Short problem — Reproduce, without any change, the lines below from the one containing "Please segment every" through the last line, including both ends.
>> begin Extracted data
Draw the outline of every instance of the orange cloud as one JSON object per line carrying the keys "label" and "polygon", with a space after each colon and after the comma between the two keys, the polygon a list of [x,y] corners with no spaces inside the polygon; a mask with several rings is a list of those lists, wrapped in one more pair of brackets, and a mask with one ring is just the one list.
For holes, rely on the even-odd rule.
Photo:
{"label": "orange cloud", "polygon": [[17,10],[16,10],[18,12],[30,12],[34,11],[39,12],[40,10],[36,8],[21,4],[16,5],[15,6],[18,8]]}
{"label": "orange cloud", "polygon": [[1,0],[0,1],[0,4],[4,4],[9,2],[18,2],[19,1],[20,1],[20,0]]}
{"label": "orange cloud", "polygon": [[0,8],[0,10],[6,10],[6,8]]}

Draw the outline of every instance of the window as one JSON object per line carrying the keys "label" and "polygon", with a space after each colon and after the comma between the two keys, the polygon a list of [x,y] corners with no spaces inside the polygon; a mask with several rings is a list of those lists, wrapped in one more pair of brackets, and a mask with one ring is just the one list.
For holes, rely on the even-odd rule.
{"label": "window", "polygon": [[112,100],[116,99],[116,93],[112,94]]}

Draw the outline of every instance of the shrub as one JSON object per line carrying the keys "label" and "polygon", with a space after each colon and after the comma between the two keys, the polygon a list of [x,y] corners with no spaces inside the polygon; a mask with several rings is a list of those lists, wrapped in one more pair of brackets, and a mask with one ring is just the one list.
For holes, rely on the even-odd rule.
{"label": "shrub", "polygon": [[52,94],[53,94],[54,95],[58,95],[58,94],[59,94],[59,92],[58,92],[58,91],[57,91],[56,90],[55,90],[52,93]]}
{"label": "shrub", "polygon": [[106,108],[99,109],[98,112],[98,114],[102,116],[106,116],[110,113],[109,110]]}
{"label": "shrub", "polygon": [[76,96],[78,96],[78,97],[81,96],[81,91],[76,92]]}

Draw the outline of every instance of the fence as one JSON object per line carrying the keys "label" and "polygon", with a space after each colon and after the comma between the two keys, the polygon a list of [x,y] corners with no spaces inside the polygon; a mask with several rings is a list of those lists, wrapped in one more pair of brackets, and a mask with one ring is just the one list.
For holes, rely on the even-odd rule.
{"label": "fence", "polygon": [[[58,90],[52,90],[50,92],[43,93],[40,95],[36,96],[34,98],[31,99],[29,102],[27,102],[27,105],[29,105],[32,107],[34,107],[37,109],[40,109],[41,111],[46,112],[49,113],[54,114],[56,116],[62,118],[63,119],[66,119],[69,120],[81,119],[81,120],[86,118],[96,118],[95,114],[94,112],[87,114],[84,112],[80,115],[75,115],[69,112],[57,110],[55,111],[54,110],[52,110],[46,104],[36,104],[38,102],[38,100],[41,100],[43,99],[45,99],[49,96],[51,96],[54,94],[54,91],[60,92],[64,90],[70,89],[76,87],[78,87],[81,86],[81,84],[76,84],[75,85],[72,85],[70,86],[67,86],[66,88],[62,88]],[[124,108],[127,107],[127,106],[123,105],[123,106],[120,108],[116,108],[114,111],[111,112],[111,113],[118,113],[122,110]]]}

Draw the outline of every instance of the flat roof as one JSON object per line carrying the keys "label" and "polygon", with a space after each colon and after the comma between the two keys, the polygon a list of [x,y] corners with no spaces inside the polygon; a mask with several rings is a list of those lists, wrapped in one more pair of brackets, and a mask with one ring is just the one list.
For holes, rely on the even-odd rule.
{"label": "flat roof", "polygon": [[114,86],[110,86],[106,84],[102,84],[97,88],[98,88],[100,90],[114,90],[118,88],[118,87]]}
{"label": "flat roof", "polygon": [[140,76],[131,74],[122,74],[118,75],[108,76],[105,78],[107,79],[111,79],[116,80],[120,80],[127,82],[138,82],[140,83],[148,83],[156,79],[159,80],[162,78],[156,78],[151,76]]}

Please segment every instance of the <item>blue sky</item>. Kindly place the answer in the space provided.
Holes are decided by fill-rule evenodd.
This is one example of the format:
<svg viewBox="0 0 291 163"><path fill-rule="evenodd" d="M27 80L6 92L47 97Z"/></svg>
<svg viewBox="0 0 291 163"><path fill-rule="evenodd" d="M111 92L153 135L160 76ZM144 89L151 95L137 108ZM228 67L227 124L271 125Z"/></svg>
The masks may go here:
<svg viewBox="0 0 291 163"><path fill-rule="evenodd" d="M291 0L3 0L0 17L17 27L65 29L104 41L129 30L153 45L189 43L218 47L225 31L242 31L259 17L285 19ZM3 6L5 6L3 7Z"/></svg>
>> end Extracted data
Answer for the task —
Please segment every instance of the <item>blue sky</item>. Kindly place the answer in the space provided.
Holes are decided by fill-rule evenodd.
This is one example of the format:
<svg viewBox="0 0 291 163"><path fill-rule="evenodd" d="M27 80L6 92L47 97Z"/></svg>
<svg viewBox="0 0 291 163"><path fill-rule="evenodd" d="M111 92L153 135L160 76ZM144 89L151 95L137 108ZM228 67L227 124L271 125Z"/></svg>
The masks may go here:
<svg viewBox="0 0 291 163"><path fill-rule="evenodd" d="M291 0L3 0L0 17L17 27L65 29L104 41L129 30L153 45L189 43L218 47L225 31L242 31L259 17L285 19ZM3 6L5 6L3 7Z"/></svg>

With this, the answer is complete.